(Task instructions): Transcribe the part of the text on Gardnerian witchcraft that starts at "Gardner, claiming to" and ends at "coven in 1952.".

[Text block start]

Gardner, claiming to be fearful that the witch religion would die out, began to propagate it by forming the Bricket Wood coven in Hertfordshire circa 1946. He acted as the High Priest for the coven, and Edith Woodford-Grimes ( "Dafo"), who also claimed to have been a member of the New Forest coven, acted as his High Priestess. However, Woodford-Grimes became concerned that Gardner's attempts to gain publicity would lead to a public backlash against her, and so she left the Bricket Wood coven in 1952.

In 1953, Gardner initiated a young woman named Doreen Valiente into the coven, and she soon went on to become the new High Priestess. Around the same time, Gardner composed the coven's Book of Shadows, a workbook of rituals, although he claimed it was of ancient origins. Valiente's influence on the developing religion was immediately felt. Gardner's early conception of religious witchcraft closely paralleled the system outlined by Margaret Murray, including a patriarchal structure which focused almost exclusively on the worship of Murray's "Horned God". However, under the influence of Valiente, emphasis soon shifted to emphasize the role of the goddess, bringing Gardner's witchcraft in line with pre-Murray sources like Charles Leland's Aradia. Gardner was also reportedly upset when Valiente recognized that significant portions of his rituals had been adapted with very little change from those developed in Aleister Crowley's tradition of Thelema. Gardner asserted that he had simply used Crowley's rituals to fill in the rather bare bones rituals he had been given by the New Forest coven. Nonetheless, Valiente helped Gardner rewrite the Book of Shadows, removing much of what she saw as "Crowleyanity", and adding sections such as the Charge of the Goddess, which she adapted from Aradia in poetic verse. Valiente and Gardner later had a falling out when she became frustrated with his repeated attempts to gain publicity for the coven, and when he tried to impose the so-called "Wiccan Laws", something which he claimed were used by the witch-cult but which Valiente believed he had simply made up. She left, along with several other members of the Bricket Wood coven, to found their own. The Bricket Wood coven continued on with members that included Jack Bracelin, Dayonis, Frederic Lamond and Lois Bourne.

Gardner also propagated his witchcraft tradition, which came to be referred to as "Gardnerian" witchcraft, outside of his Bricket Wood coven. He initiated Patricia Crowther, Eleanor Rae Bone and Monique Wilson, all of whom went on to propagate Gardnerian Witchcraft through their own covens. Various other initiates began to spread the craft around Britain, for instance Charles Clark took the religion to England's northern neighbour, Scotland.

Gardner eventually succeeded in gaining greater publicity for his religion. He gave interviews to several newspapers, some of which were positive, although others turned very negative, one even declaring "Witches Devil-Worship in London!". He also published a second non-fiction book on the subject, The Meaning of Witchcraft, in 1959, as well as running the Museum of Magic and Witchcraft on the Isle of Man up until his death in 1964.

Gardner referred to members of his tradition as "the Wica", although he called the religion itself "Witchcraft", and never used the term "Wicca" in the sense as it is now known.

[Text block end]
[Given entries start]

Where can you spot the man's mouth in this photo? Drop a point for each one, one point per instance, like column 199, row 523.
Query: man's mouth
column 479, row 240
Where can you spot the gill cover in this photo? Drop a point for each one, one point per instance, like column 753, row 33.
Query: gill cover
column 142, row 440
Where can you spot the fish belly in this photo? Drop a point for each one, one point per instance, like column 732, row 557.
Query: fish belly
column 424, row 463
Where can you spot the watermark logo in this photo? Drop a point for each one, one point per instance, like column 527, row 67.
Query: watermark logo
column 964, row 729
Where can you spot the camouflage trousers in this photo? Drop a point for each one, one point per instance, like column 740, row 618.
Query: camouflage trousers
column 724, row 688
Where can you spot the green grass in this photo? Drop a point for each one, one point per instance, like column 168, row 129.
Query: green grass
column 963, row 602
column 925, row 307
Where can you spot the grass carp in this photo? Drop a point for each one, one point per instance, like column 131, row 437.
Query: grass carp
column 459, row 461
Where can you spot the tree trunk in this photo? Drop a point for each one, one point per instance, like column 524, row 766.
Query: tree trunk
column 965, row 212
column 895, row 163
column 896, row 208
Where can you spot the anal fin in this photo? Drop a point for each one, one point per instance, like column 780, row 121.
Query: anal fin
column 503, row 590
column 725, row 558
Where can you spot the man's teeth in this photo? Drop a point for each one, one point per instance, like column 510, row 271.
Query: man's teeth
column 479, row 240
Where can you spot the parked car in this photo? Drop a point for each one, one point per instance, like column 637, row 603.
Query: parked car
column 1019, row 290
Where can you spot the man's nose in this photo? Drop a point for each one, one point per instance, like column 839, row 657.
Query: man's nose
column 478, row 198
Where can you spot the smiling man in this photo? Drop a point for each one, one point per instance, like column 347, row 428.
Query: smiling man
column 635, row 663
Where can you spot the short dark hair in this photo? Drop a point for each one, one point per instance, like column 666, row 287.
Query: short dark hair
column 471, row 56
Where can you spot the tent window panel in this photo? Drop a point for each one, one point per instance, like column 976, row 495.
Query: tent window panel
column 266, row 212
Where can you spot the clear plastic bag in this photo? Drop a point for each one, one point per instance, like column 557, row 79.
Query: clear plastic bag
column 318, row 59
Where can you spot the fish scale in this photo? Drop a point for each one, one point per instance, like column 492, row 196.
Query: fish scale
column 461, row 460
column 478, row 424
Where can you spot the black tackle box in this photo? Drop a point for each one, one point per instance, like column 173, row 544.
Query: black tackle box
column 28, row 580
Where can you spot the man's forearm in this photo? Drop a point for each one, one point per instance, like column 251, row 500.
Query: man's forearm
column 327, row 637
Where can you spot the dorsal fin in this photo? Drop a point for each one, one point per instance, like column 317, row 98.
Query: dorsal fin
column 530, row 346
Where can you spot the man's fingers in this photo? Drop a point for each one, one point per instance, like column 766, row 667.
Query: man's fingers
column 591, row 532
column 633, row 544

[Given entries end]
[Given entries start]

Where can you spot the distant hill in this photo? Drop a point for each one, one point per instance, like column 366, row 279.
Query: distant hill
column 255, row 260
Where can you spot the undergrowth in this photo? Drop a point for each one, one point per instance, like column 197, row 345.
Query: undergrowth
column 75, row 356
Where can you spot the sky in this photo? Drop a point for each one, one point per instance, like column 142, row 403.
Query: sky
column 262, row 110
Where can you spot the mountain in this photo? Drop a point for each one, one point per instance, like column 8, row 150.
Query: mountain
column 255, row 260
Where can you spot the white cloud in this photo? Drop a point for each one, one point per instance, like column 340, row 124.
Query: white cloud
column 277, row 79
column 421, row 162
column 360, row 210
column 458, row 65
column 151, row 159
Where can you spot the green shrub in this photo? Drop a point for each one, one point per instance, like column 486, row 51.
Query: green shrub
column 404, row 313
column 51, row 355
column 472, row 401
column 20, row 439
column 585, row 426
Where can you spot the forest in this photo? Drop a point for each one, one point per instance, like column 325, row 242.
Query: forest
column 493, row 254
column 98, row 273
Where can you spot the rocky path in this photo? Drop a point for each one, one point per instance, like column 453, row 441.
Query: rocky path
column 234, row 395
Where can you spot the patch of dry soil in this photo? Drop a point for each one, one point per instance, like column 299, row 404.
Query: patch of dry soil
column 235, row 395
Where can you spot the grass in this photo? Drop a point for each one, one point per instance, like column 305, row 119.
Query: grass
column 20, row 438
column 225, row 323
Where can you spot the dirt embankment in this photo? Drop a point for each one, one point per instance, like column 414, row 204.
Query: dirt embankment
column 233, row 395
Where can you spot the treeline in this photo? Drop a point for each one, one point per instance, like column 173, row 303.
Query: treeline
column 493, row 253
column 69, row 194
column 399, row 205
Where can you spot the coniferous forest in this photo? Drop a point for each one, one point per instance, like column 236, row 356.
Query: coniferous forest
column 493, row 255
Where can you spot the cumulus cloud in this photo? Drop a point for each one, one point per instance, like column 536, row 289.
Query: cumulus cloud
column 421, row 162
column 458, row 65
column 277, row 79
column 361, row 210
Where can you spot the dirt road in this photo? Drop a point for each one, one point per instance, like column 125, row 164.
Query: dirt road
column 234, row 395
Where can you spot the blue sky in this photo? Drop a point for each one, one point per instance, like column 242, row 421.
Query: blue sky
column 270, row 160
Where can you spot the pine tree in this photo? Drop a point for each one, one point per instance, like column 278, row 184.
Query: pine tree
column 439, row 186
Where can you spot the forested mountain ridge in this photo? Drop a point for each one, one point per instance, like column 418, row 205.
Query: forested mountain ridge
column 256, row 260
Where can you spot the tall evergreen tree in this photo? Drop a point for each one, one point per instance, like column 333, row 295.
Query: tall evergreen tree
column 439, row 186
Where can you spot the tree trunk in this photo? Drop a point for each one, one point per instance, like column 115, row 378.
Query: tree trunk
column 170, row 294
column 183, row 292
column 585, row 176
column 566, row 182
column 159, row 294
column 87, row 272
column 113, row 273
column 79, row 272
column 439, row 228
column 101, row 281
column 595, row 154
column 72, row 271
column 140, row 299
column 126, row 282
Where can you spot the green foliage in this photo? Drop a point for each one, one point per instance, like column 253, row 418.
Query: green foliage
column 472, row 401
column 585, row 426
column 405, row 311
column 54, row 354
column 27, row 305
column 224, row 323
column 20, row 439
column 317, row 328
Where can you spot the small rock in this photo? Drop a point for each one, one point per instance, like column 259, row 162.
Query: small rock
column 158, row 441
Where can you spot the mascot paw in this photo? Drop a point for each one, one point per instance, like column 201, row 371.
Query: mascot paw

[Given entries end]

(Solution for this task):
Gardner, claiming to be fearful that the witch religion would die out, began to propagate it by forming the Bricket Wood coven in Hertfordshire circa 1946. He acted as the High Priest for the coven, and Edith Woodford-Grimes ( "Dafo"), who also claimed to have been a member of the New Forest coven, acted as his High Priestess. However, Woodford-Grimes became concerned that Gardner's attempts to gain publicity would lead to a public backlash against her, and so she left the Bricket Wood coven in 1952.